_Task brief:_ Retype, without alteration, each line from the line containing "Target: elderly man." to the final line of the records.

--------

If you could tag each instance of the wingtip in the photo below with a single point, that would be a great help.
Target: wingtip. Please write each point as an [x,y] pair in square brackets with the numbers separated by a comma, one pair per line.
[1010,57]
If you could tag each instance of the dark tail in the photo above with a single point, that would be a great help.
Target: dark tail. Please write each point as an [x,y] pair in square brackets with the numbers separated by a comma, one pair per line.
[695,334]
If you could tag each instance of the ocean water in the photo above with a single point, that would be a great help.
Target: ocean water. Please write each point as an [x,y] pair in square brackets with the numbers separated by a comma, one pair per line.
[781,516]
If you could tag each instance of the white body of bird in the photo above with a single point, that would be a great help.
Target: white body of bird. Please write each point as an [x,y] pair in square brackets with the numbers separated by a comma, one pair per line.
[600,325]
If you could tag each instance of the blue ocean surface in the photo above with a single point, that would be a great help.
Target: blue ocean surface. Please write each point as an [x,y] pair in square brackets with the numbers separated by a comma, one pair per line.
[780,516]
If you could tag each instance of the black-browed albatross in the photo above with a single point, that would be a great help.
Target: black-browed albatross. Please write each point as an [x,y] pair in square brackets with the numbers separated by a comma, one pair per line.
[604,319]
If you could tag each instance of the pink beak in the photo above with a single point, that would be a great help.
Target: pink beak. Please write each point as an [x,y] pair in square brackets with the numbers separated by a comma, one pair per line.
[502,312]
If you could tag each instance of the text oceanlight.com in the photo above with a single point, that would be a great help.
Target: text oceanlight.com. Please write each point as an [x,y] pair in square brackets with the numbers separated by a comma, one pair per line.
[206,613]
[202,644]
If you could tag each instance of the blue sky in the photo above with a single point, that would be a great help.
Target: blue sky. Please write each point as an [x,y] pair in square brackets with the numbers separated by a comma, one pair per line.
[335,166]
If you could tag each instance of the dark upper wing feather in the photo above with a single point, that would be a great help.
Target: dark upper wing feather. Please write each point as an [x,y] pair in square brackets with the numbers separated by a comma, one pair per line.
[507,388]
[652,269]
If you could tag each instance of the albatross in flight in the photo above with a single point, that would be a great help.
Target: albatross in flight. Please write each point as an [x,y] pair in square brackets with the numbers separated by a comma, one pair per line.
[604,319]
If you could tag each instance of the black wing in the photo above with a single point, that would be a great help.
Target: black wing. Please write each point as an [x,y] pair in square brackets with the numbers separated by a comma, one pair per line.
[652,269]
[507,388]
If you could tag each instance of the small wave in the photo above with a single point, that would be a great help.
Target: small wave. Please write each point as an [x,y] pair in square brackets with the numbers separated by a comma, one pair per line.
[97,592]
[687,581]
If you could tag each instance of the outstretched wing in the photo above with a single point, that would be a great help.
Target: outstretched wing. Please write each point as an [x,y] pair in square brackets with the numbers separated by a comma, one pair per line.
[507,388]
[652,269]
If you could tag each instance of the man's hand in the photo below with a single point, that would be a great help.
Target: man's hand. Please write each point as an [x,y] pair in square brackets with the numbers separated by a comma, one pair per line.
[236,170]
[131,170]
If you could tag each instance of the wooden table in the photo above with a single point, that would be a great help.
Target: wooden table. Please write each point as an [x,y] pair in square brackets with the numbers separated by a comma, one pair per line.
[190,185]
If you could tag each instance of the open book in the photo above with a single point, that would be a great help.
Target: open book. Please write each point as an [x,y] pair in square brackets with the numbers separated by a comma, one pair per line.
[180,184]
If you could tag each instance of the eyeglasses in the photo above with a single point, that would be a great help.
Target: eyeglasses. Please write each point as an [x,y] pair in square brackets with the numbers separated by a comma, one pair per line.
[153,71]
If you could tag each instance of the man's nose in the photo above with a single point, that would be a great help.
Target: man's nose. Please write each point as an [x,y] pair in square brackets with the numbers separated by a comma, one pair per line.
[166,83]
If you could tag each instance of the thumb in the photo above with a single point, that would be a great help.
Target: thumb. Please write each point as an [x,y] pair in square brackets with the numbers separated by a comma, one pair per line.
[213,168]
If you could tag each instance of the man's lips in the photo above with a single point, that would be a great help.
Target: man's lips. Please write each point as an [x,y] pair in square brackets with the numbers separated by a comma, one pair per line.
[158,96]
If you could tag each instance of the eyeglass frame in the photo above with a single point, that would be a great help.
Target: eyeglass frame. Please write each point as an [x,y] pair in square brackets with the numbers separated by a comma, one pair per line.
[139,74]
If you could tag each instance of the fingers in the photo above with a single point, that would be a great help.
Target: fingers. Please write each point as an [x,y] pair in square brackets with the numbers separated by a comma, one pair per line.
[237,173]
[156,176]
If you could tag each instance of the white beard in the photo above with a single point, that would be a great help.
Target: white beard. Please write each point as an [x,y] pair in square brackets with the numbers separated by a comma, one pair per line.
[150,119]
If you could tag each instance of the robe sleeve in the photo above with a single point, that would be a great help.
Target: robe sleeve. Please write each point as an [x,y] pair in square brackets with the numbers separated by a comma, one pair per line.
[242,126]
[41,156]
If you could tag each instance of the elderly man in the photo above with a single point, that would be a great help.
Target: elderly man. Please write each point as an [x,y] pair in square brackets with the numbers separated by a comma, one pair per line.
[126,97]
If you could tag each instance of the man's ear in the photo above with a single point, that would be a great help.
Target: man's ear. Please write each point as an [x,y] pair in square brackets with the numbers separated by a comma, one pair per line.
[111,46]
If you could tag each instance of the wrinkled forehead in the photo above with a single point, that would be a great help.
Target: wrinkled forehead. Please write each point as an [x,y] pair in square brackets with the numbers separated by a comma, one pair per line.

--------

_Response to the exercise:_
Target: elderly man. Please write each point as an [x,y] pair in square brackets with the numbers separated by a comma, one pair per line.
[126,97]
If you could tag each instance of the man's ear in the photo above with a single point, that would be a great help.
Target: man's ear. Please write each point as an [x,y] pair in square brackets with the numbers separated by a comma, one pair per line.
[111,46]
If you could tag each instance of the wrinkled forehead in the photo above with a single point, that would be a great help.
Target: wrinkled forehead. Please write each point as an [x,y] pair in square brackets with the numbers separated by a comma, one pair per line.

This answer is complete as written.